_Supplied data_
══════════
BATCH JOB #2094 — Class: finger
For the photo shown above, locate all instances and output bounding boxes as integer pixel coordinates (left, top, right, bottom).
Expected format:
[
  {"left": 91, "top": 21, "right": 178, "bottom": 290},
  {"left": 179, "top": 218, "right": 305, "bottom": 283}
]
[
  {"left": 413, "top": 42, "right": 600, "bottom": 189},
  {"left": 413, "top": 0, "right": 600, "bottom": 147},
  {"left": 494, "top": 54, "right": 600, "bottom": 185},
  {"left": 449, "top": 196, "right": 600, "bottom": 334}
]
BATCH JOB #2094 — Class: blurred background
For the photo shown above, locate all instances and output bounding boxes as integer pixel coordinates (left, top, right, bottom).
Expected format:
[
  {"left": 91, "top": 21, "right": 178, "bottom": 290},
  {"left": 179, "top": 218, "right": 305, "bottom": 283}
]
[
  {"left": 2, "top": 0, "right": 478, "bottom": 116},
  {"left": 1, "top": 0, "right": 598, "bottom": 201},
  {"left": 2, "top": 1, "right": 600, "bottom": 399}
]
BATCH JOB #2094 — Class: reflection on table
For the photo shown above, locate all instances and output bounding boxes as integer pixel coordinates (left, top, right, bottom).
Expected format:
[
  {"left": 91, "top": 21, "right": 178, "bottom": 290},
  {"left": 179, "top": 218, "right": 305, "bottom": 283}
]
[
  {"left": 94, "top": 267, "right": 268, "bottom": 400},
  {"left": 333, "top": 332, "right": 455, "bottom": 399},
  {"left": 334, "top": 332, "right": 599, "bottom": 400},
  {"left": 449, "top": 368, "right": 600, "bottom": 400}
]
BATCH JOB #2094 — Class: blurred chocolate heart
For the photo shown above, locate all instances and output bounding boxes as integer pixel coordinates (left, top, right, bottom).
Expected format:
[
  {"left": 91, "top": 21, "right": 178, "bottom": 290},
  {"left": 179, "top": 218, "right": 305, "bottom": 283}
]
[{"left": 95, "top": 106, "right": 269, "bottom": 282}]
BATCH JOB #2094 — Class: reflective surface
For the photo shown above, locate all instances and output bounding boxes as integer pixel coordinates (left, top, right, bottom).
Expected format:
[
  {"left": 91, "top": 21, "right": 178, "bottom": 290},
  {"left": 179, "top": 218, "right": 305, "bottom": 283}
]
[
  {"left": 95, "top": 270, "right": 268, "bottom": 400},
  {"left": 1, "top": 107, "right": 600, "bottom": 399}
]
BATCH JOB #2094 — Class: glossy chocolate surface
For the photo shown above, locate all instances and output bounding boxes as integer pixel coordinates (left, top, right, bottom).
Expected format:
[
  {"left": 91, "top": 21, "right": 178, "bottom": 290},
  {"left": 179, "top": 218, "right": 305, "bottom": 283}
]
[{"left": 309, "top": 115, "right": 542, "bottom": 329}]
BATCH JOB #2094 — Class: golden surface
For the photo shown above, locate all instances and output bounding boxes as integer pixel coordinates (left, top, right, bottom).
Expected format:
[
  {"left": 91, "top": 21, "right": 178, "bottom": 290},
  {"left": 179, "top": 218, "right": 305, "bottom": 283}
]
══════════
_The problem_
The data above, all of it, needs to be output exactly as written.

_Reply_
BATCH JOB #2094 — Class: finger
For the photo shown above, locate all instances and output bounding boxes as integer pixel coordinates (left, top, right, bottom).
Expected format:
[
  {"left": 91, "top": 21, "right": 178, "bottom": 290},
  {"left": 179, "top": 218, "right": 305, "bottom": 283}
]
[
  {"left": 413, "top": 42, "right": 600, "bottom": 189},
  {"left": 413, "top": 0, "right": 600, "bottom": 147},
  {"left": 494, "top": 54, "right": 600, "bottom": 185},
  {"left": 449, "top": 196, "right": 600, "bottom": 334}
]
BATCH JOB #2094 — Class: blurred background
For the photo shown above, locate all instances and output bounding boxes as integer pixel coordinates (left, top, right, bottom).
Expected format:
[
  {"left": 91, "top": 21, "right": 178, "bottom": 290},
  {"left": 179, "top": 218, "right": 305, "bottom": 283}
]
[
  {"left": 2, "top": 0, "right": 478, "bottom": 116},
  {"left": 1, "top": 0, "right": 598, "bottom": 201},
  {"left": 2, "top": 1, "right": 600, "bottom": 399}
]
BATCH JOB #2094 — Class: reflection on table
For the photo shown above, locate all instances and output bounding boxes as integer pixel coordinates (left, top, right, bottom).
Expected format:
[
  {"left": 91, "top": 21, "right": 178, "bottom": 290},
  {"left": 179, "top": 218, "right": 305, "bottom": 283}
]
[
  {"left": 94, "top": 267, "right": 268, "bottom": 400},
  {"left": 333, "top": 332, "right": 455, "bottom": 399},
  {"left": 334, "top": 332, "right": 599, "bottom": 400},
  {"left": 449, "top": 368, "right": 600, "bottom": 400}
]
BATCH JOB #2094 — Class: blurred chocolate heart
For the photo shown above, locate all instances and output bounding boxes as integer pixel coordinates (left, top, right, bottom).
Expected format:
[
  {"left": 91, "top": 21, "right": 178, "bottom": 290},
  {"left": 179, "top": 218, "right": 305, "bottom": 283}
]
[{"left": 95, "top": 106, "right": 269, "bottom": 282}]
BATCH JOB #2094 — Class: reflective surface
For the photo shown above, locate all instances and output bounding boxes as integer pixel coordinates (left, top, right, bottom).
Expected format:
[
  {"left": 91, "top": 21, "right": 178, "bottom": 290},
  {"left": 179, "top": 218, "right": 305, "bottom": 283}
]
[
  {"left": 95, "top": 270, "right": 268, "bottom": 400},
  {"left": 1, "top": 107, "right": 600, "bottom": 399}
]
BATCH JOB #2094 — Class: glossy chocolate surface
For the photo shown above, locate all instances and output bounding boxes as integer pixel coordinates (left, top, right, bottom).
Expected format:
[
  {"left": 91, "top": 21, "right": 178, "bottom": 290},
  {"left": 179, "top": 218, "right": 305, "bottom": 283}
]
[{"left": 309, "top": 115, "right": 542, "bottom": 329}]
BATCH JOB #2094 — Class: golden surface
For the photo shown above, locate all instances and output bounding boxes as integer pixel coordinates (left, top, right, bottom).
Expected format:
[
  {"left": 91, "top": 21, "right": 178, "bottom": 290},
  {"left": 179, "top": 218, "right": 305, "bottom": 283}
]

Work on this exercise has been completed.